#### SHORT PROBLEM A
Locate every line in the records below that contains the string "spectator", and copy each such line. The match is case-sensitive.

American presidents series

The grand climax to Jefferson's campaign to bring simplicity to the federal government came in 1803 with the arrival of Anthony Merry, Great Britain's first minister of the United States. At the time, Washington was largely rural, despite the many constriction sites. The Merrys contributed to the urbanizing effort by devising an interesting residence remodeled from two existing houses. Accompanied by a parade of white servants carrying an endless succession of crates, boxes and trunks, the Merrys made a grand entrance. Their arrival alerted the denizens of the capital city that their social avatars had arrived.

On November 28, James Madison, in his capacity as Secretary of State, brought the new ambassador to the White House for his formal presentation to the President. Merry wore his formal diplomatic regalia: a coat trimmed in black velvet and gold braid, a plumed hat, handsomely buckled shoes and that European mark of high status, a sword. The President, disconcertingly, was nowhere to be found when they arrived. Minutes elapsed while Madison searched for him through the downstairs rooms of the White House. When Jefferson finally emerged from his study through a side door, his attire horrified Merry. The President, he later reported, was not merely in a state of undress, but "actually standing in slippers down at the heels," his "pantaloons, coat and under-clothes indicative of utter slovenliness and indifference to appearances in a state of negligence actually studied." We have to give Merry credit for that last observation: "in a state of negligence actually studied" as he discerned, the President's outfit had been well thought out.

#### RECORDED INFORMATION
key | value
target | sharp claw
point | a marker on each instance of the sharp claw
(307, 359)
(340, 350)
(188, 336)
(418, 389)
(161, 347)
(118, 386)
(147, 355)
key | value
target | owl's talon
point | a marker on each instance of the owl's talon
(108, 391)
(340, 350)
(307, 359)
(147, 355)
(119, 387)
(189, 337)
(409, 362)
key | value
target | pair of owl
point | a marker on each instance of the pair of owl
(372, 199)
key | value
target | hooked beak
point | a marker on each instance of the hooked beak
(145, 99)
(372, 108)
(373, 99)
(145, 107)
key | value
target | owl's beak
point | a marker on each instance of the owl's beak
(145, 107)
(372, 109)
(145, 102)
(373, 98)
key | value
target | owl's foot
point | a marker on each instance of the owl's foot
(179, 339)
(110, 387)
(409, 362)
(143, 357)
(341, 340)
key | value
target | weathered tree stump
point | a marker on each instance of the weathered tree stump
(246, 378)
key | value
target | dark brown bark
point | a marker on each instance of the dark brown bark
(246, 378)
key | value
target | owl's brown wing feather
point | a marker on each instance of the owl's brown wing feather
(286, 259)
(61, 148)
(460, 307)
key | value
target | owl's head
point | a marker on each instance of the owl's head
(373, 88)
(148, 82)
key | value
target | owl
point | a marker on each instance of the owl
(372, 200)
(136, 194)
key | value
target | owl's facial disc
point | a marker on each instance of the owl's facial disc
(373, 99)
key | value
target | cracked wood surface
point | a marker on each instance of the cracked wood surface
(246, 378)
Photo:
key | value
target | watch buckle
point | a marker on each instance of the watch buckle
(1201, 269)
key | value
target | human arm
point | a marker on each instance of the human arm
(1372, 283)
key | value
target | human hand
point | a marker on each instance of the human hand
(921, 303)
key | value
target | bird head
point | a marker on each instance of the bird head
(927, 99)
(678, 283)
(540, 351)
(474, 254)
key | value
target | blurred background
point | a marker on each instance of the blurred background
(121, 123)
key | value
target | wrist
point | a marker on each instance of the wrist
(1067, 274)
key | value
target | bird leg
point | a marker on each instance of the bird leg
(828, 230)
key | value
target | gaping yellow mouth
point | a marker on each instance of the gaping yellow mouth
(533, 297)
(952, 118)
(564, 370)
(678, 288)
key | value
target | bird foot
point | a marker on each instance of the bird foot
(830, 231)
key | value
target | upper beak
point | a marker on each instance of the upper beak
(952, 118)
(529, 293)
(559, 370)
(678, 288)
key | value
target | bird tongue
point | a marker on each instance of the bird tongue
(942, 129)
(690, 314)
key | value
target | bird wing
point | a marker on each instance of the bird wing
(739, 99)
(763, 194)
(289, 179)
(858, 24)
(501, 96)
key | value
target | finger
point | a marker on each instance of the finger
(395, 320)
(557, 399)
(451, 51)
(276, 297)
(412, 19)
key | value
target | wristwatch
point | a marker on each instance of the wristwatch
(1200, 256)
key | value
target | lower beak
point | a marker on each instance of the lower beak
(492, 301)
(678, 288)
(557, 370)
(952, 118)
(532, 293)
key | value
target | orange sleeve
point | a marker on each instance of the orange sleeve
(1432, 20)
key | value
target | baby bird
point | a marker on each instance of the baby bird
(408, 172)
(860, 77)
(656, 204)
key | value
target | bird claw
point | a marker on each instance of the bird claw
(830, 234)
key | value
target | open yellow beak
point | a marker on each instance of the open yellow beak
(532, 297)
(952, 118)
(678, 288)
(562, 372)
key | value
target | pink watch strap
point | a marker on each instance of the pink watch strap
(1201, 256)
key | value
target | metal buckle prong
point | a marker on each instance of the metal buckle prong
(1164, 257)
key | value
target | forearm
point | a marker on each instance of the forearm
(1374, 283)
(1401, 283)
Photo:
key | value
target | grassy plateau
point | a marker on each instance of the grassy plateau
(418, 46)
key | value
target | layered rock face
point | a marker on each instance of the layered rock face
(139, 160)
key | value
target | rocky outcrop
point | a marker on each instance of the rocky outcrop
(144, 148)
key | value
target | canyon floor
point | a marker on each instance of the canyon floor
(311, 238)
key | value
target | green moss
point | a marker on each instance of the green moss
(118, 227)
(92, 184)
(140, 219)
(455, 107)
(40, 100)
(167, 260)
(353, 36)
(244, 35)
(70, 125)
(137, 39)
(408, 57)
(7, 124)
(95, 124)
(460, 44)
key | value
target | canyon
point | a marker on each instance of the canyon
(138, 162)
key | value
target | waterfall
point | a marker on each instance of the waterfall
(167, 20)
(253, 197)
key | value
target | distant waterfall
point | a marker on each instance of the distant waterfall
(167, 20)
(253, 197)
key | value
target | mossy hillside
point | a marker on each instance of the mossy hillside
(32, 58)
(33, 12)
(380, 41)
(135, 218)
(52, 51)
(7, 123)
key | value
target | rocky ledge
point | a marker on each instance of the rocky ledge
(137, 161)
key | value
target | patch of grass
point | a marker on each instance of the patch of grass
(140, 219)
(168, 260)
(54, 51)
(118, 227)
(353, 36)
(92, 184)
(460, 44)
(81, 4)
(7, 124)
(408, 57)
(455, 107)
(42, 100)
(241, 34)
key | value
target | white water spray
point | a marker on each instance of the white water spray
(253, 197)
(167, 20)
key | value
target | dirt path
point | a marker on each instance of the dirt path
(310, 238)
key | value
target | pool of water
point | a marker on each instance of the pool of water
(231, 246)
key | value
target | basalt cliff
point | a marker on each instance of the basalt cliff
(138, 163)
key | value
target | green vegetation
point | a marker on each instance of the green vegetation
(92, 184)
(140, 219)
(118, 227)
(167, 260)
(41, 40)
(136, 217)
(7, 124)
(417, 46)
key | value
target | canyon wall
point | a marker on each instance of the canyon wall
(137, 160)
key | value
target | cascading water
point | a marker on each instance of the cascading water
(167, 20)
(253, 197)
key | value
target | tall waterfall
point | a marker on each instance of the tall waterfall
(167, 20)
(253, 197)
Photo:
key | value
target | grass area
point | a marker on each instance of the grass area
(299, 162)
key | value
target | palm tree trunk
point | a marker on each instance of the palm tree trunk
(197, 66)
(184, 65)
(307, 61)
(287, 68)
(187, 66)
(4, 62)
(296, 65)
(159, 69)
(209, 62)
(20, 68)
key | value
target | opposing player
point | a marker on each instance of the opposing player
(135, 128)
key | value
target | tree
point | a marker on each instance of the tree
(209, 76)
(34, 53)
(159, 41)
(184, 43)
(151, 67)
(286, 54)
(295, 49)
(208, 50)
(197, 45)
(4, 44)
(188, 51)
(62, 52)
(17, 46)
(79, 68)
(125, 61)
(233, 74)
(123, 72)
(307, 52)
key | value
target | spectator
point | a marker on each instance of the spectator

#### SHORT PROBLEM B
Continue the account above of Anthony Merry's presentation to President Jefferson, starting after its final sentence.

#### EXPECTED ANSWER A
target | spectator
point | a marker on each instance of the spectator

#### EXPECTED ANSWER B
Merry, who had established diplomatic procedures on his side, protested the treatment vigorously. And there were further breaches of etiquette to aggravate the wound, including Jefferson's failure to honor prevailing forms and lead Mrs. Merry in to a state dinner. Madison, speaking for the new administration, pointedly told Merry that he could no more demand social distinctions in the United States than an American emissary could ask for equality with royals at the Court of St. James'. Never mollified, the Merrys finally refused to accept invitations to White House functions altogether.




The author goes on to point out that this wasn't simply a case of Jefferson's "anglophobia", but rather "it was entirely in keeping with the informality he had cultivated from the outset."